> _Text_

Start of Block

The on-going debacle with the site alone should have resulted in a number of people getting fired. It is completely ridiculous that Sebelius who is ultimately responsible for the Obamacare roll out still has a job. In fact it doesn’t appear as if Obama has fired anybody over what should be a major embarrassment to his regime. This is supposed to be Obama’s signature achievement as our dear leader and many are viewing it as an abject failure. What makes this even more comical is the fact that Obama recently fired several top military generals over comparatively trivial issues. Obama has continued to express confidence in Sebelius despite everything that has happened which raises a number of questions. This actually gives credence to the possibility that they engineered Obamacare to fail. This would at least explain why Sebelius and others have not been fired because if this were the case she did exactly what she was supposed to do.

It is also possible that healthcare.gov is just designed to collect personal information from people so they can be harassed by the Internal Revenue Service and other draconian government entities at a later date. Admittedly this is speculation but considering how horrible the site launch has gone, it is something that must be considered. The site does appear to at least be successfully collecting data from some people but has been entirely unsuccessful at enrolling people in insurance plans.

Another problem with Obamacare is the fact that it is one of the most complex laws ever written and there is no way that any single human being will ever have a full understanding of it. In fact current U.S. House Minority Leader Nancy Pelosi once famously remarked that they needed to pass the Obamacare bill in order for people to see what’s in it. What sort of insane person would support something that they haven’t read let alone understand? Unfortunately this is the type of mental illness we are dealing with from the people who mindlessly support Obamacare. If you were to try and read the law, the actual text is over 2,000 pages and the associated regulations are 30 times longer than the law. Who the hell has time to sort through all of that shit? The complexity of Obamacare is a big reason why the implementation has gone so horribly wrong and this is proven with everything we are seeing unfold. Only criminals who sought to benefit special interests in the insurance industry or a bunch of mentally ill morons would have crafted a law such as this. Take your pick but it is most likely that it was a combination of both.

End of Block

> _Required action A_
According to the Obamacare piece, why has the law's implementation gone so badly? Answer in one to three sentences.
> _Required action B_
Carry the Obamacare piece on from its final sentence.
The data after this has no connection to the Obamacare piece.

> _Data_
Start of Block

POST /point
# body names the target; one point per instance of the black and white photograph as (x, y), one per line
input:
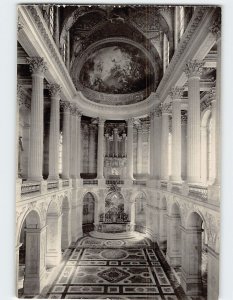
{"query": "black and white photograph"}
(118, 142)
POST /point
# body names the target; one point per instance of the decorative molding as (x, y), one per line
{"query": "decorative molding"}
(184, 117)
(65, 105)
(166, 108)
(54, 89)
(215, 28)
(176, 92)
(37, 65)
(194, 68)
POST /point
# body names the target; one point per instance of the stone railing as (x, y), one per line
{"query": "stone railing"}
(90, 181)
(65, 182)
(53, 185)
(139, 182)
(198, 192)
(163, 185)
(114, 181)
(29, 187)
(176, 187)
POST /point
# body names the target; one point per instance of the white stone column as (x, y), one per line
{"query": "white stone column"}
(157, 143)
(100, 152)
(193, 71)
(107, 144)
(191, 261)
(123, 144)
(115, 141)
(66, 141)
(73, 141)
(53, 245)
(35, 261)
(139, 150)
(164, 141)
(212, 275)
(130, 149)
(174, 240)
(184, 145)
(91, 153)
(35, 160)
(17, 267)
(152, 173)
(79, 145)
(54, 131)
(216, 31)
(176, 94)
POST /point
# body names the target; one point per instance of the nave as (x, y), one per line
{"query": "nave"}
(124, 266)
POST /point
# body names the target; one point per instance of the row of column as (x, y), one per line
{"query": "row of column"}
(71, 132)
(160, 118)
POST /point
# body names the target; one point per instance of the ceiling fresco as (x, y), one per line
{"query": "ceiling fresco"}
(117, 69)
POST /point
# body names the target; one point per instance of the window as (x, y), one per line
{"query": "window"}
(60, 155)
(51, 19)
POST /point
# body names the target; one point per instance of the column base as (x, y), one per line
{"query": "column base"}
(77, 182)
(33, 285)
(214, 194)
(174, 261)
(53, 259)
(128, 182)
(101, 181)
(192, 285)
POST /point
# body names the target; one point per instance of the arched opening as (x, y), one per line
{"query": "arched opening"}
(31, 262)
(207, 148)
(88, 212)
(53, 245)
(174, 238)
(66, 224)
(163, 224)
(193, 275)
(140, 212)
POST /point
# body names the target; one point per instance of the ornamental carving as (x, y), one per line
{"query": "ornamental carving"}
(166, 108)
(215, 28)
(184, 117)
(54, 89)
(65, 105)
(37, 65)
(157, 111)
(176, 92)
(194, 68)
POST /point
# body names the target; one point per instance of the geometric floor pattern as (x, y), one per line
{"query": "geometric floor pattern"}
(115, 269)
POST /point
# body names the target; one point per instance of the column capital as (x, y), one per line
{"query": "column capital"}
(176, 93)
(23, 100)
(37, 65)
(184, 117)
(157, 111)
(65, 105)
(166, 108)
(130, 122)
(101, 121)
(215, 28)
(54, 90)
(194, 68)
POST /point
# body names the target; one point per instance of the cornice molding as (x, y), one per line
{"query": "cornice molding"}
(54, 90)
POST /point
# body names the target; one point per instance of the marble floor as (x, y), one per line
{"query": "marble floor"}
(130, 268)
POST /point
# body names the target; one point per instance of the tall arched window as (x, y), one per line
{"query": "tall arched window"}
(209, 150)
(60, 155)
(51, 19)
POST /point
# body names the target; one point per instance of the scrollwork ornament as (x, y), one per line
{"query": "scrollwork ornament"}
(65, 105)
(176, 92)
(54, 89)
(215, 28)
(194, 68)
(37, 65)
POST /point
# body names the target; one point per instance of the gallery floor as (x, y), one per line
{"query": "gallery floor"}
(123, 268)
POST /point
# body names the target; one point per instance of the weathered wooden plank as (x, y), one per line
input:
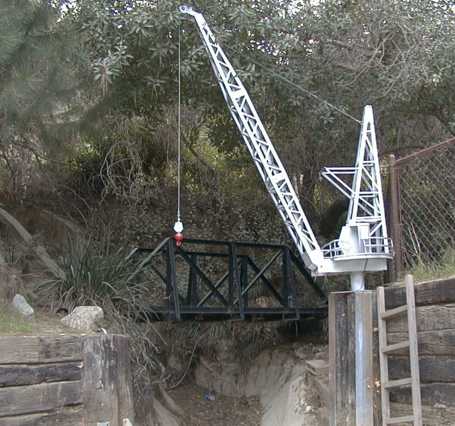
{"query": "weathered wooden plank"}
(124, 379)
(434, 416)
(40, 349)
(20, 375)
(39, 398)
(429, 318)
(428, 293)
(431, 393)
(70, 416)
(432, 369)
(341, 359)
(363, 317)
(106, 382)
(430, 343)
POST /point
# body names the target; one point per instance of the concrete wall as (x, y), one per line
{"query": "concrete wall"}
(64, 380)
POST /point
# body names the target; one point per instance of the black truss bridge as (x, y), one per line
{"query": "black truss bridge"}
(220, 280)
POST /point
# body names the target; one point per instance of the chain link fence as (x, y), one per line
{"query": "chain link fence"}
(422, 206)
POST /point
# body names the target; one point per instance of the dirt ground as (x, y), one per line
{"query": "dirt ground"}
(222, 411)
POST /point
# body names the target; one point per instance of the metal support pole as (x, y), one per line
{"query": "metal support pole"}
(357, 281)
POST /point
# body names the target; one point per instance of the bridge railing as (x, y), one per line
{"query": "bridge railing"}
(227, 279)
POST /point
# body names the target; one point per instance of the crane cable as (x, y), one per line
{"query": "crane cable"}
(178, 226)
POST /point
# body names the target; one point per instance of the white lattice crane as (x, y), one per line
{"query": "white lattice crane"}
(363, 245)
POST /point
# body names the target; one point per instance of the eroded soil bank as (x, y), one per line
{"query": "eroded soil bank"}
(276, 388)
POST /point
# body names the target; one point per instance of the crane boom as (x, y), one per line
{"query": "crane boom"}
(260, 147)
(363, 244)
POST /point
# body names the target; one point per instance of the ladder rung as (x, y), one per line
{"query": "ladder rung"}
(394, 312)
(395, 347)
(398, 383)
(403, 419)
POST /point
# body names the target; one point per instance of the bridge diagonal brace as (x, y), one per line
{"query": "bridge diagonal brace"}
(204, 277)
(264, 279)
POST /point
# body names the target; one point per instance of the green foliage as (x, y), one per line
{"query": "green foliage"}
(12, 322)
(445, 268)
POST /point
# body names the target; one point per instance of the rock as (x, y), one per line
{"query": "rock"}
(20, 305)
(84, 318)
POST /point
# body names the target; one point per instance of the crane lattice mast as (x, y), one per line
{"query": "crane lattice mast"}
(363, 244)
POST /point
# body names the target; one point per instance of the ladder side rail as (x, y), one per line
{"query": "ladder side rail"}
(413, 351)
(383, 360)
(261, 149)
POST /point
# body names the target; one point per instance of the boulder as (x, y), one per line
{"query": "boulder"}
(21, 305)
(84, 318)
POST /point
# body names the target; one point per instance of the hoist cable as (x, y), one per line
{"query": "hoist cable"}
(179, 124)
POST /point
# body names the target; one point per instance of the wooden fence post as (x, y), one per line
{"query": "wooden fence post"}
(351, 405)
(395, 222)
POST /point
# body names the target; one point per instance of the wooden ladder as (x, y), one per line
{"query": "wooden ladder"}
(385, 350)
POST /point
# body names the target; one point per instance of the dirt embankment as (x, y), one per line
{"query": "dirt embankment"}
(275, 389)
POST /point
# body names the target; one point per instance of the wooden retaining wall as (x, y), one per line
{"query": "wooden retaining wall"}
(64, 380)
(435, 312)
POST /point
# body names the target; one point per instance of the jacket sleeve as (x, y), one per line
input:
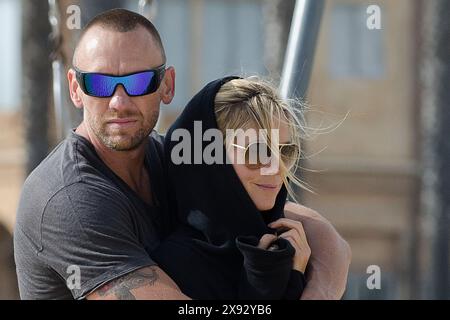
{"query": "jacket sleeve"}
(268, 275)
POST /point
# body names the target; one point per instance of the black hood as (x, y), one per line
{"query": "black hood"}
(210, 197)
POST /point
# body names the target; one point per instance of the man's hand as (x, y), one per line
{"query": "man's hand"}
(330, 255)
(149, 283)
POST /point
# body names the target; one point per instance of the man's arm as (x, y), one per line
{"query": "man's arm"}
(330, 255)
(148, 283)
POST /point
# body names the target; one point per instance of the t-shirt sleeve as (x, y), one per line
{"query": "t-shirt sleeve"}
(89, 237)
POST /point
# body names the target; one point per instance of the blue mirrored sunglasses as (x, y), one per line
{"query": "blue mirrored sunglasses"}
(135, 84)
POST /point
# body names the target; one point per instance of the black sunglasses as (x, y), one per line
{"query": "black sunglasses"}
(135, 84)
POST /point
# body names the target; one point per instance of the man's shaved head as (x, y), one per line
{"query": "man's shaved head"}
(121, 20)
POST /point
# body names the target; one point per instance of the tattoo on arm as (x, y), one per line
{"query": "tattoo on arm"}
(122, 286)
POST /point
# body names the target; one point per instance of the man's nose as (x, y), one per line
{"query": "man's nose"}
(120, 99)
(273, 167)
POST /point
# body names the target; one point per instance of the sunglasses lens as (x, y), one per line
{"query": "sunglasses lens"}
(137, 84)
(99, 85)
(140, 83)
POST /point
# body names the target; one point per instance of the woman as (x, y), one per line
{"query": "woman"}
(229, 241)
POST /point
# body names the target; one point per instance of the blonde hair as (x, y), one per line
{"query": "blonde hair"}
(244, 103)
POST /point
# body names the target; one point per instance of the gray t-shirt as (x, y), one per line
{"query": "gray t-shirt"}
(79, 225)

End of Block

> _Output A_
The piece blames the law's complexity. It calls the law one of the most complex ever written, with a text of over 2,000 pages and regulations 30 times longer than that. It says no single person could ever fully understand it.

> _Output B_
There is no question that Obamacare is a complete and total failure if you believe that this was meant to provide affordable health insurance to all Americans. It has in fact done the opposite and raised the cost of health insurance making it unaffordable for many Americans. The official site for Obamacare is so screwed up that even after a couple of weeks people still cannot properly enroll in an insurance plan. We actually have the federal government requiring people to buy a product on a site that doesn’t work, and if you don’t buy the product you will be fined. This is such bull shit. In a sane world Obama would be removed from office for incompetence on just this issue alone. Of course he would have been impeached earlier for many other high crimes and offenses he has already committed during his time in office.

None the less, this failure is so ridiculously obvious that we have to consider this to be part of a larger agenda to intentionally destroy America’s healthcare system so the government can take it over. Only time will tell, but what is really sad is that there are still people who are defending and promoting Obamacare. Why on earth would anybody continue to do this? It is undeniable that these people have to be mentally ill and should seek treatment immediately. It is too bad that Obamacare will probably prevent them from getting this treatment so for the time being these people should be avoided at all costs. After all, those who use this type of thought process and avoid using common sense and logic to form opinions are extremely dangerous to themselves and others.